→ Given task 1
Duplicate the stretch of the Kirsch cherry brownie recipe below from "For the pastry: combine" through "about 30 minutes.".
→ Given task 2
Render this sentence from the Kirsch cherry brownie recipe below into French: "Wrap in cling film and leave in the fridge for about 30 minutes."
→ Given task 3
Write the next part of the Kirsch cherry brownie recipe that follows, picking up after its final sentence.

→ Document extract
Kirsch drenched cherries.

Nom.

But seriously, who gets ID’ed for cherries?!

Ingredients

For the pastry:

110g plain flour

40g caster sugar

40g ground almonds

75g unsalted butter, cold

½ egg

few drops of vanilla & almond extract

For the brownie batter:

65g plain flour

30g ground almonds

1/2tsp salt

1tbsp dark unsweetened cocoa powder

155g dark chocolate, 70%

170g caster sugar

45g light brown sugar

2½ eggs

2tsp almond extract

125g Kirsch soaked cherries

Method

Preheat oven to 180°C.

For the pastry: combine the flour, sugar and ground almonds. Rub in the cold butter to the dry ingredients. Add the egg and extracts and blend until it just combined. Wrap in cling film and leave in the fridge for about 30 minutes.

In a large saucepan (or using a double broiler), melt the chocolate and butter over a low heat until smooth. Remove from the heat and add the sugars. Whisk together till all incorporated and leave to cool.

→ Dataset records
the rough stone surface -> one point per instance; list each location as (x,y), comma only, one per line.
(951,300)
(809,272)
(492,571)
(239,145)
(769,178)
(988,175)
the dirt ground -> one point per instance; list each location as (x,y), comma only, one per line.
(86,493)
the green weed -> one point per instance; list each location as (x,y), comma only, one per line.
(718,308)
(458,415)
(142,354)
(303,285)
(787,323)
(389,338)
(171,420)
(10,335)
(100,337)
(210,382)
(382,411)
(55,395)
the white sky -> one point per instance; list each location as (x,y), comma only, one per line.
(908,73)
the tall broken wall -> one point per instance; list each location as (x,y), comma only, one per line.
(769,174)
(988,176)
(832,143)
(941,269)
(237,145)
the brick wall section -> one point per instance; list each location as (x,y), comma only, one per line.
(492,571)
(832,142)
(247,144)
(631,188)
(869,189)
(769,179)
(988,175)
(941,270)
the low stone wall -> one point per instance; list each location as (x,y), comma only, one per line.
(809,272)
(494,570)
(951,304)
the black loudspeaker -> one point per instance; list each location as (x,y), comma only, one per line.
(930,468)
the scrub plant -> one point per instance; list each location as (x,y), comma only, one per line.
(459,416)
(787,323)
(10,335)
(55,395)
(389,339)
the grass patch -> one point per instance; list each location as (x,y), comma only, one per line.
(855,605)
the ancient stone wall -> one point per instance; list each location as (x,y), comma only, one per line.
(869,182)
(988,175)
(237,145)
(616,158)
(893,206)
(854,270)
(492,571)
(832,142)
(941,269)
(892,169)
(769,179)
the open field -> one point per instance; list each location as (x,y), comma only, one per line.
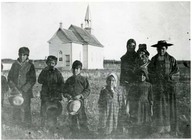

→ Answer 1
For the pastry: combine the flour, sugar and ground almonds. Rub in the cold butter to the dry ingredients. Add the egg and extracts and blend until it just combined. Wrap in cling film and leave in the fridge for about 30 minutes.

→ Answer 2
Envelopper dans du film alimentaire et laisser au réfrigérateur pendant environ 30 minutes.

→ Answer 3
Add the eggs and almond extract to the chocolate mixture and mix until just combined. Overbeating at this stage will make the brownies cakey!

Fold in the flour, ground almonds and lastly, the drunken cherries. (regular fresh, pitted cherries will do too!).

http://instagram.com/p/eDQ6qmyXTc/

Taking the chilled pastry, roll out on a lightly floured surface to fit your tart dish. Prick the base with a fork and blind bake at 180°C for 10 – 15 minutes. (until pastry is golden!)

Once the pastry is done, pour in the chocolate brownie batter into the pastry case so it reaches just below the top. Sprinkle with ground almonds and bake for 30 – 45 minutes. Allow to cool before serving.